WHAT YOU SHOULD DO: Scan the records below for the string "chimney" and return every line where it appears.
------------------------------------------------------------------------
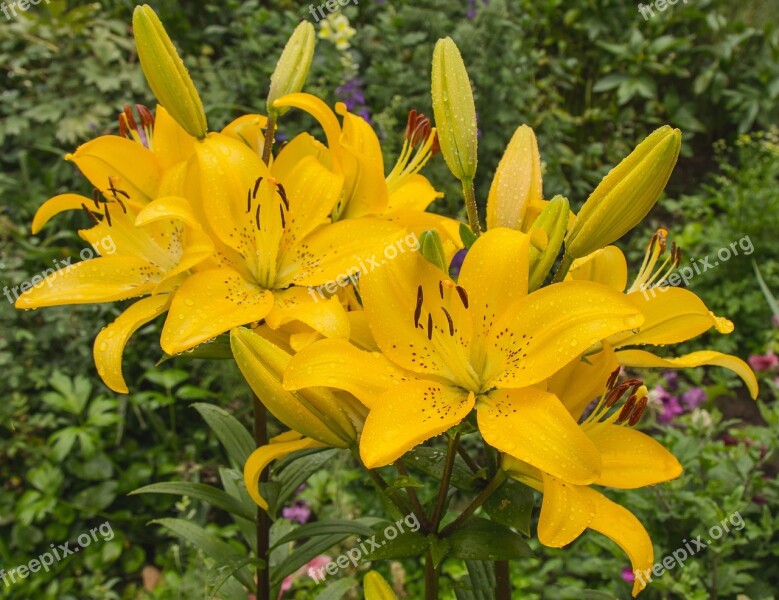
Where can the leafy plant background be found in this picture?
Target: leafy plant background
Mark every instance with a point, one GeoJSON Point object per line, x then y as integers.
{"type": "Point", "coordinates": [592, 77]}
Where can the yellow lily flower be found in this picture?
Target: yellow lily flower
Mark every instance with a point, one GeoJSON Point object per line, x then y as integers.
{"type": "Point", "coordinates": [146, 246]}
{"type": "Point", "coordinates": [482, 342]}
{"type": "Point", "coordinates": [354, 151]}
{"type": "Point", "coordinates": [630, 460]}
{"type": "Point", "coordinates": [271, 241]}
{"type": "Point", "coordinates": [672, 314]}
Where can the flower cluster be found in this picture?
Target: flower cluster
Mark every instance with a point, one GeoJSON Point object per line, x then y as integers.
{"type": "Point", "coordinates": [481, 332]}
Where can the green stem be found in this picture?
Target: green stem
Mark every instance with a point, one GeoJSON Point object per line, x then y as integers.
{"type": "Point", "coordinates": [502, 580]}
{"type": "Point", "coordinates": [493, 485]}
{"type": "Point", "coordinates": [270, 130]}
{"type": "Point", "coordinates": [451, 453]}
{"type": "Point", "coordinates": [412, 495]}
{"type": "Point", "coordinates": [431, 578]}
{"type": "Point", "coordinates": [470, 206]}
{"type": "Point", "coordinates": [263, 520]}
{"type": "Point", "coordinates": [562, 270]}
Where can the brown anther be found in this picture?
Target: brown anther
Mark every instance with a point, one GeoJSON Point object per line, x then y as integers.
{"type": "Point", "coordinates": [638, 412]}
{"type": "Point", "coordinates": [90, 213]}
{"type": "Point", "coordinates": [418, 308]}
{"type": "Point", "coordinates": [282, 192]}
{"type": "Point", "coordinates": [627, 409]}
{"type": "Point", "coordinates": [463, 295]}
{"type": "Point", "coordinates": [449, 319]}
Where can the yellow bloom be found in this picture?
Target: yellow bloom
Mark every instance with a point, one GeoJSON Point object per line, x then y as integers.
{"type": "Point", "coordinates": [271, 237]}
{"type": "Point", "coordinates": [672, 314]}
{"type": "Point", "coordinates": [629, 458]}
{"type": "Point", "coordinates": [482, 342]}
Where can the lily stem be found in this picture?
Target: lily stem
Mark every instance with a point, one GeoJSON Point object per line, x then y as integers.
{"type": "Point", "coordinates": [502, 580]}
{"type": "Point", "coordinates": [270, 131]}
{"type": "Point", "coordinates": [412, 495]}
{"type": "Point", "coordinates": [494, 484]}
{"type": "Point", "coordinates": [263, 521]}
{"type": "Point", "coordinates": [451, 453]}
{"type": "Point", "coordinates": [562, 270]}
{"type": "Point", "coordinates": [470, 206]}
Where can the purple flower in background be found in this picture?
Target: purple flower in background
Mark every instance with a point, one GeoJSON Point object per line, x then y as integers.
{"type": "Point", "coordinates": [693, 398]}
{"type": "Point", "coordinates": [299, 511]}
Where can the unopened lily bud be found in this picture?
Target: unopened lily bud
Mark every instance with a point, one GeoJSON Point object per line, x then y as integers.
{"type": "Point", "coordinates": [292, 69]}
{"type": "Point", "coordinates": [625, 196]}
{"type": "Point", "coordinates": [376, 587]}
{"type": "Point", "coordinates": [432, 248]}
{"type": "Point", "coordinates": [454, 110]}
{"type": "Point", "coordinates": [166, 74]}
{"type": "Point", "coordinates": [314, 412]}
{"type": "Point", "coordinates": [517, 182]}
{"type": "Point", "coordinates": [553, 220]}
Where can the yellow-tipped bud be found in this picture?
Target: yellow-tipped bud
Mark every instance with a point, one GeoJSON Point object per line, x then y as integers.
{"type": "Point", "coordinates": [292, 69]}
{"type": "Point", "coordinates": [376, 588]}
{"type": "Point", "coordinates": [517, 182]}
{"type": "Point", "coordinates": [454, 110]}
{"type": "Point", "coordinates": [553, 220]}
{"type": "Point", "coordinates": [314, 412]}
{"type": "Point", "coordinates": [625, 196]}
{"type": "Point", "coordinates": [166, 74]}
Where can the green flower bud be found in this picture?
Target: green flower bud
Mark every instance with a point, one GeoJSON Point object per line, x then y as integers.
{"type": "Point", "coordinates": [553, 220]}
{"type": "Point", "coordinates": [625, 196]}
{"type": "Point", "coordinates": [454, 110]}
{"type": "Point", "coordinates": [292, 69]}
{"type": "Point", "coordinates": [166, 74]}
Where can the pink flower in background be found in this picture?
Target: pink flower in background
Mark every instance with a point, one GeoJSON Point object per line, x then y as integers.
{"type": "Point", "coordinates": [764, 362]}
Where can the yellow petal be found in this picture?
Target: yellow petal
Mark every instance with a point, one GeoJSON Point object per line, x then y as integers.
{"type": "Point", "coordinates": [110, 342]}
{"type": "Point", "coordinates": [566, 511]}
{"type": "Point", "coordinates": [607, 266]}
{"type": "Point", "coordinates": [103, 279]}
{"type": "Point", "coordinates": [407, 415]}
{"type": "Point", "coordinates": [133, 167]}
{"type": "Point", "coordinates": [641, 358]}
{"type": "Point", "coordinates": [517, 182]}
{"type": "Point", "coordinates": [671, 315]}
{"type": "Point", "coordinates": [547, 329]}
{"type": "Point", "coordinates": [172, 144]}
{"type": "Point", "coordinates": [620, 525]}
{"type": "Point", "coordinates": [631, 459]}
{"type": "Point", "coordinates": [332, 253]}
{"type": "Point", "coordinates": [580, 382]}
{"type": "Point", "coordinates": [209, 303]}
{"type": "Point", "coordinates": [326, 316]}
{"type": "Point", "coordinates": [56, 205]}
{"type": "Point", "coordinates": [533, 426]}
{"type": "Point", "coordinates": [263, 456]}
{"type": "Point", "coordinates": [315, 413]}
{"type": "Point", "coordinates": [339, 364]}
{"type": "Point", "coordinates": [495, 275]}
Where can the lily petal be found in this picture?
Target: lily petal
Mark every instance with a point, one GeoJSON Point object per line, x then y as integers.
{"type": "Point", "coordinates": [542, 340]}
{"type": "Point", "coordinates": [407, 415]}
{"type": "Point", "coordinates": [642, 358]}
{"type": "Point", "coordinates": [533, 426]}
{"type": "Point", "coordinates": [339, 364]}
{"type": "Point", "coordinates": [110, 342]}
{"type": "Point", "coordinates": [263, 456]}
{"type": "Point", "coordinates": [209, 303]}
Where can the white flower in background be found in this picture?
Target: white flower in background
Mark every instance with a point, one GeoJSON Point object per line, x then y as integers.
{"type": "Point", "coordinates": [336, 28]}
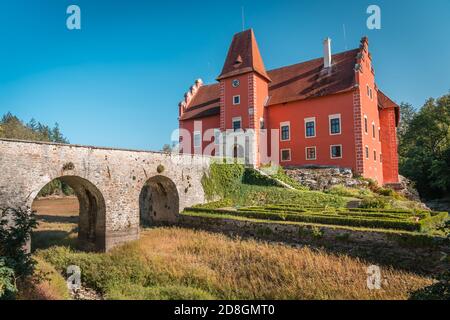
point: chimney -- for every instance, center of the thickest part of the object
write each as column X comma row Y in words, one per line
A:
column 327, row 53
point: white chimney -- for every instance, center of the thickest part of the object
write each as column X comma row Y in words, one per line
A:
column 327, row 53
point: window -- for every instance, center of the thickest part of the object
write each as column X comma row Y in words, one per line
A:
column 311, row 153
column 310, row 127
column 236, row 124
column 369, row 92
column 197, row 139
column 285, row 131
column 285, row 155
column 366, row 129
column 335, row 124
column 336, row 151
column 216, row 136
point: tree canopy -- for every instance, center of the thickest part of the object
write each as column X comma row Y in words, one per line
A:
column 425, row 146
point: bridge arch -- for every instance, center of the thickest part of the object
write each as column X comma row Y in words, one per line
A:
column 92, row 212
column 159, row 201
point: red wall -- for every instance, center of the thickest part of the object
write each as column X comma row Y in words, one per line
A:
column 203, row 124
column 372, row 168
column 389, row 145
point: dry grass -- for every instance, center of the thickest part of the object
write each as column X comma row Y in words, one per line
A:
column 237, row 269
column 47, row 284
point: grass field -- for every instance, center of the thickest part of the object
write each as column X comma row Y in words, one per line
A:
column 174, row 263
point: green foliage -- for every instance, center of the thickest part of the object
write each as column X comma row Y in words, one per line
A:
column 282, row 176
column 253, row 177
column 224, row 203
column 15, row 230
column 248, row 187
column 123, row 274
column 56, row 186
column 343, row 191
column 11, row 127
column 7, row 281
column 425, row 148
column 374, row 202
column 437, row 291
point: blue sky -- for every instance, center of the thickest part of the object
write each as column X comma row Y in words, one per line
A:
column 117, row 82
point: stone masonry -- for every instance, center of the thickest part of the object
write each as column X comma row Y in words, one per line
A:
column 115, row 187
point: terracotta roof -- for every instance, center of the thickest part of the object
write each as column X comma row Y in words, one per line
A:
column 205, row 103
column 384, row 102
column 295, row 82
column 243, row 56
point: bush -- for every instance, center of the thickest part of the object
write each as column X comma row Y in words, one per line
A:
column 377, row 203
column 253, row 177
column 7, row 281
column 216, row 204
column 321, row 218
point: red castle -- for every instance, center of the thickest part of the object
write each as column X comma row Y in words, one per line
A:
column 328, row 112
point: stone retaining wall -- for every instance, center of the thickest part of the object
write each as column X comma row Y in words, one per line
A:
column 422, row 254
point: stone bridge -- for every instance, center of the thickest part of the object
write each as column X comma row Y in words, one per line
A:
column 117, row 189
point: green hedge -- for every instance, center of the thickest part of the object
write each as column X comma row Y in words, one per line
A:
column 316, row 218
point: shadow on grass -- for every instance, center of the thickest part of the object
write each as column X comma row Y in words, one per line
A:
column 43, row 239
column 57, row 219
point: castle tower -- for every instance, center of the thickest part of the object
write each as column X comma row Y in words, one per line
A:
column 244, row 90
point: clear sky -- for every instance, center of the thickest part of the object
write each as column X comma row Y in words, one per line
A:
column 118, row 80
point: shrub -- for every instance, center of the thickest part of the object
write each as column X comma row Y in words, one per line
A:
column 320, row 218
column 377, row 203
column 253, row 177
column 15, row 230
column 216, row 204
column 7, row 281
column 282, row 176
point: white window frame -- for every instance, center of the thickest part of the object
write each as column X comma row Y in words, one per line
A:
column 374, row 132
column 311, row 119
column 199, row 133
column 315, row 153
column 281, row 155
column 285, row 124
column 366, row 120
column 332, row 117
column 236, row 119
column 331, row 151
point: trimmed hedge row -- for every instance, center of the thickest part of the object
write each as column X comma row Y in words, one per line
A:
column 398, row 223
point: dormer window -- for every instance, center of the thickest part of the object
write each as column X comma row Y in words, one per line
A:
column 238, row 61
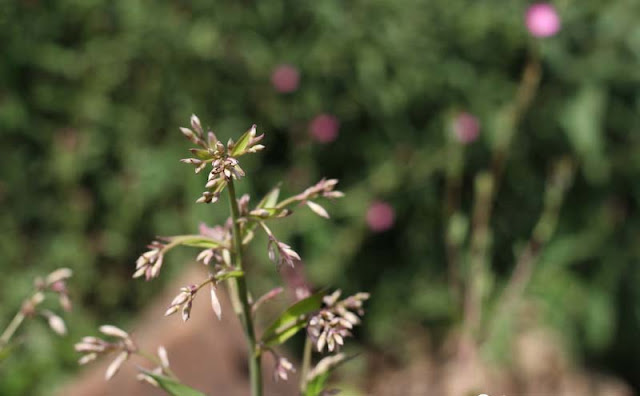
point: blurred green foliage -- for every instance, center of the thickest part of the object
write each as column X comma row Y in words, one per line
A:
column 92, row 92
------------------------------------------------------------------------
EXERCISE SOLUTION:
point: chimney -- for every instance, center of the thickest part of the object
point: white chimney -- for every instance, center of the thickest part of the object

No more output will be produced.